**** PAGE EXCERPT ****

3.2 Experimental characterization of the TPL response of gold CMS junctions with different molecular junctions

To experimentally corroborate the conclusions drawn from the just discussed numerical simulations, we synthesized gold CMS nanojunctions using a wet-chemistry method (see Experimental section). The nanojunctions were formed by three kinds of molecules: 1,4-benzenedithiol (BDT), 4,4′-biphenyldithiol (BPDT) and 4,4′-terpheyldithiol (TPDT). BDT, BPDT and TPDT molecules have 1, 2 and 3 aromatic rings, respectively, with thiol groups as the anchoring groups at both ends. The structures of these molecules are shown in the top insets in Figure 3a–c, respectively. The statistically averaged junction widths of the synthesized gold CMS nanojunctions embedded with BDT, BPDT and TPDT molecules were obtained as 0.7, 0.9 and 1.5 nm, respectively. TEM images of the samples are shown in the bottom insets in Figure 3a–c, from which the radii of the gold core and the outer shell are estimated as 10 and 30 nm for all gold CMS nanojunctions.

Figure 3:

Far-field experimental characterization of gold CMS nanojunctions with (a) BDT, (b) BPDT and (c) TPDT molecular layers. TEM images of the samples and the molecular structures are shown in the bottom and top insets, respectively. The scale bars of the TEM images in (a)–(c) are 20 nm.

We first characterized the far-field response of the samples by measuring their UV–Vis spectra. As can be seen from Figure 3, each extinction spectrum shows a single peak of the HEM near 535 nm, whereas no spectral signature of LEMs can be identified. This observation is consistent with our previous study [38], [44], which implies that the LEMs in gold CMS nanojunctions embedded with these three kinds of molecules are quenched due to the significant charge transfer effect. However, this conclusion drawn from the far-field experimental characterization might not be reliable due to the fact that the absence of the LEM in the UV–Vis spectra may also be a consequence of the spectral suppression and broadening effects caused by the defects of measured samples and the effect of averaging over multiple particles. Therefore, exploring the near-field response of gold CMS junctions is arguably a more suitable method for probing the charge transfer effect.

****

DIRECTION 1: Report each line of the records that contains the string "vegetation", treating uppercase and lowercase as different.

**** ITEMS ****

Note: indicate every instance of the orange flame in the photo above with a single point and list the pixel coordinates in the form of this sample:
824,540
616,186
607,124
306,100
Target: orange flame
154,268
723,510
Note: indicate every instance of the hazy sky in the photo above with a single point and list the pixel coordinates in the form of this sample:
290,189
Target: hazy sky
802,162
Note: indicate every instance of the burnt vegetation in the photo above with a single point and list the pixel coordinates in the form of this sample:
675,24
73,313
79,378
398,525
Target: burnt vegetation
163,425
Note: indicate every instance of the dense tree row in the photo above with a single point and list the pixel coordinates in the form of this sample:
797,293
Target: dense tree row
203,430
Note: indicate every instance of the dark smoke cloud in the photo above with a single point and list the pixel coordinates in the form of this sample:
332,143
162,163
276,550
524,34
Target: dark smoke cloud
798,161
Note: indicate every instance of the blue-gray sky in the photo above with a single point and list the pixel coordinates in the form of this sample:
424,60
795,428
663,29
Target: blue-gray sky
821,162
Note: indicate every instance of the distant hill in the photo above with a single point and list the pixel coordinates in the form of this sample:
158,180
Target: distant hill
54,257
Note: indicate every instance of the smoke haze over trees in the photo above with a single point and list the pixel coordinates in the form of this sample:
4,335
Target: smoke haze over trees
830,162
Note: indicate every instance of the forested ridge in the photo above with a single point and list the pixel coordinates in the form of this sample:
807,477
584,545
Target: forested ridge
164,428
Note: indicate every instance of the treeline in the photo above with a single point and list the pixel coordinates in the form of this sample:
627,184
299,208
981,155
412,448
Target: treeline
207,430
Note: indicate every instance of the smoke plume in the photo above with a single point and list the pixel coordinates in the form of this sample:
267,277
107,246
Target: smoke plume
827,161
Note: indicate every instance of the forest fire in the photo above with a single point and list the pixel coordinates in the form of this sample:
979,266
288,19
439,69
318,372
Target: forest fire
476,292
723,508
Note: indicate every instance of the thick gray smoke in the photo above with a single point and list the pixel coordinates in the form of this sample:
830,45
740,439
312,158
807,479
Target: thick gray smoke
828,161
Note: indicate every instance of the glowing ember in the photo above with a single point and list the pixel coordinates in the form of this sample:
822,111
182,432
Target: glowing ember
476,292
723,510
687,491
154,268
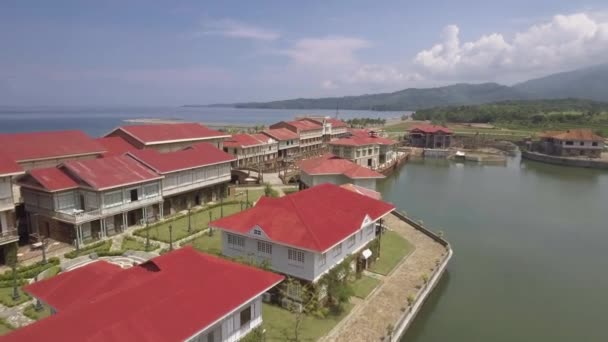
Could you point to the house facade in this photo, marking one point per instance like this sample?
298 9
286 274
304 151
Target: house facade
305 234
572 143
168 137
159 299
193 176
84 200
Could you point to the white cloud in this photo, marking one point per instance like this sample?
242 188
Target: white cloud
235 29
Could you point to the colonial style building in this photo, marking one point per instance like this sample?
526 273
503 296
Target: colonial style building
252 150
168 137
192 176
572 143
305 234
331 169
310 133
365 148
183 295
87 199
430 136
289 142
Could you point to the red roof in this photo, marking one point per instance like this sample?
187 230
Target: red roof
163 133
44 145
50 179
329 164
203 154
115 146
426 128
8 166
314 219
160 300
110 172
281 134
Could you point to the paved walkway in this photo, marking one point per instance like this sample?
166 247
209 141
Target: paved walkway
368 321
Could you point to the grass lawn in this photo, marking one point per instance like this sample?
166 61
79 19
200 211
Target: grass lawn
30 311
364 286
199 221
208 244
392 249
278 322
6 297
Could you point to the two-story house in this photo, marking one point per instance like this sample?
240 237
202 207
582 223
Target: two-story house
8 228
331 169
252 150
309 133
193 176
365 148
183 295
168 137
304 234
88 199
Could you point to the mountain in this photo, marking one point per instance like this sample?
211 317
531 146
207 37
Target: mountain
588 83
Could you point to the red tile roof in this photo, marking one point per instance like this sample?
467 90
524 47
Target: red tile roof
161 300
163 133
427 128
329 164
110 172
8 166
315 219
115 146
281 134
201 155
44 145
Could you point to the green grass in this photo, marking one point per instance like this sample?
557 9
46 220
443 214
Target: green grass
6 297
392 249
279 324
31 312
199 222
364 286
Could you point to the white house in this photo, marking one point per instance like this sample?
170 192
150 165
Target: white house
183 295
305 234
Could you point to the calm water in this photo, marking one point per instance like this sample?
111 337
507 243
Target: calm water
530 243
99 120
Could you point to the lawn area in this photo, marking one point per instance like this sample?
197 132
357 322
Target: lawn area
278 322
364 286
30 311
199 221
208 244
6 297
392 249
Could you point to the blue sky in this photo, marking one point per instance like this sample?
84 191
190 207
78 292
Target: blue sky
178 52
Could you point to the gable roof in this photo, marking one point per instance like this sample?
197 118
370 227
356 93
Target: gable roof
23 147
110 172
202 154
163 133
281 134
314 219
160 300
329 164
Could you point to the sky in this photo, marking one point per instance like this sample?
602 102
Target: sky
199 52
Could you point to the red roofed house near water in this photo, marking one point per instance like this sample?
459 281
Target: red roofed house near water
83 200
193 176
168 137
331 169
305 234
183 295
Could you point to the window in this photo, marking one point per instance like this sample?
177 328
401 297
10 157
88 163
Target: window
245 316
351 240
236 241
295 256
264 247
338 250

****

DIRECTION 2: Summarize the excerpt on gold CMS nanojunctions in two sentences.

TASK RESULT 1:
Note: indicate every instance of the burnt vegetation in the photo above with a single point and list the pixel coordinates in the form of this sample:
Target: burnt vegetation

TASK RESULT 2: Gold CMS nanojunctions were synthesized with BDT, BPDT and TPDT molecules, giving average junction widths of 0.7, 0.9 and 1.5 nm, and TEM images put the gold core and outer shell radii at 10 and 30 nm. Their UV–Vis spectra show a single HEM peak near 535 nm and no LEM signature, but because that absence may also come from sample defects and averaging over multiple particles, the near-field response is presented as a more suitable way to probe the charge transfer effect.